# It doesn't get better than this! Near mint!



## noddaz (Aug 6, 1999)

*yawn*

http://cgi.ebay.com/NMIB-AURORA-MoD...mdZViewItemQQptZSlot_Cars?hash=item4a9d4a9e47


----------



## noddaz (Aug 6, 1999)

*and again*

http://cgi.ebay.com/MIB-AURORA-MoDe...mdZViewItemQQptZSlot_Cars?hash=item4a9d6c3c3a


----------



## SplitPoster (May 16, 2006)

crooked is as crooked does...... Wonder why he shows the screwposts on the Indy and not the Mustang with the suspicious (near mint black knawed-on) rear bumper? Well, I don't wonder actually.


----------



## smokinHOs (May 30, 2006)

*Near mint...*

Good news is that my entire collection is mint if those are "near" mint. And based on the BIN price... My collection should be worth close to $80k I figure.

Maybe it was an honest mistake... and should have read BIN for $29.95.

The kicker is 100% feedback, which means no one has bought a near mint $300 Tjet... 



-Marc and Marcus


----------



## Bill Hall (Jan 6, 2007)

*Hawaii Five D'Oh!*

Aside from all the really obvious stuff, I really like the green plastic spooge roll from the excessive "mint" flavored glue used to reseat the top. Look right at the base of drivers side windsheild where it meets the cowl. 

Grab yer board...let's shoot that tube!

An honest mistake? hahahahahaha!

Bookem' Dano!


----------



## hojoe (Dec 1, 2004)

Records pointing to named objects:
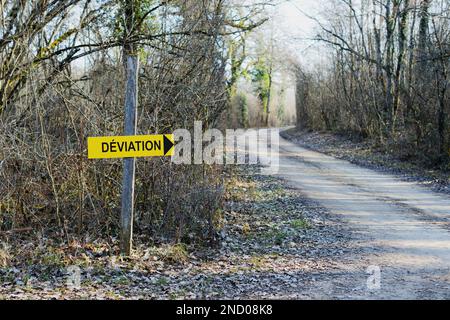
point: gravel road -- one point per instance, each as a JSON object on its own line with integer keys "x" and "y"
{"x": 404, "y": 226}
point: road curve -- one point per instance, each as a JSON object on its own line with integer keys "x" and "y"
{"x": 407, "y": 225}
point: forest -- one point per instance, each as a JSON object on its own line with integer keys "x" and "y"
{"x": 387, "y": 80}
{"x": 353, "y": 93}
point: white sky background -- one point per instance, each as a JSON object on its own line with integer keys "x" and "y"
{"x": 294, "y": 30}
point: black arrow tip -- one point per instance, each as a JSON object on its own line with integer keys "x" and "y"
{"x": 168, "y": 144}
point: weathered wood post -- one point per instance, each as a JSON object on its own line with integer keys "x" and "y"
{"x": 129, "y": 164}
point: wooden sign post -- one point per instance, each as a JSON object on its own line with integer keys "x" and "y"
{"x": 129, "y": 164}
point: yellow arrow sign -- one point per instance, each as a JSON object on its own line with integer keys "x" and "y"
{"x": 130, "y": 146}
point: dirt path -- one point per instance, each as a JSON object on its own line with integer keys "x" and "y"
{"x": 405, "y": 225}
{"x": 320, "y": 228}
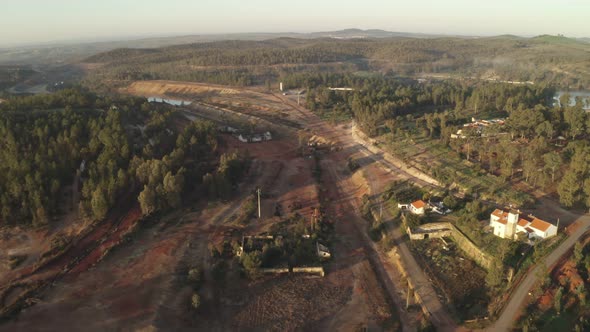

- **GOAL 1**
In the forum thread, which car does SplitPoster say the seller shows the screwposts on?
- **GOAL 2**
Rewrite the paragraph of the forum thread that begins "Aside from all the really obvious stuff" as one shorter sentence that keeps its main facts.

- **COMPLETE RESPONSE 1**
The Indy.

- **COMPLETE RESPONSE 2**
Besides the obvious problems, a roll of green plastic from the excessive glue used to reseat the top shows at the base of the driver's side windshield, where it meets the cowl.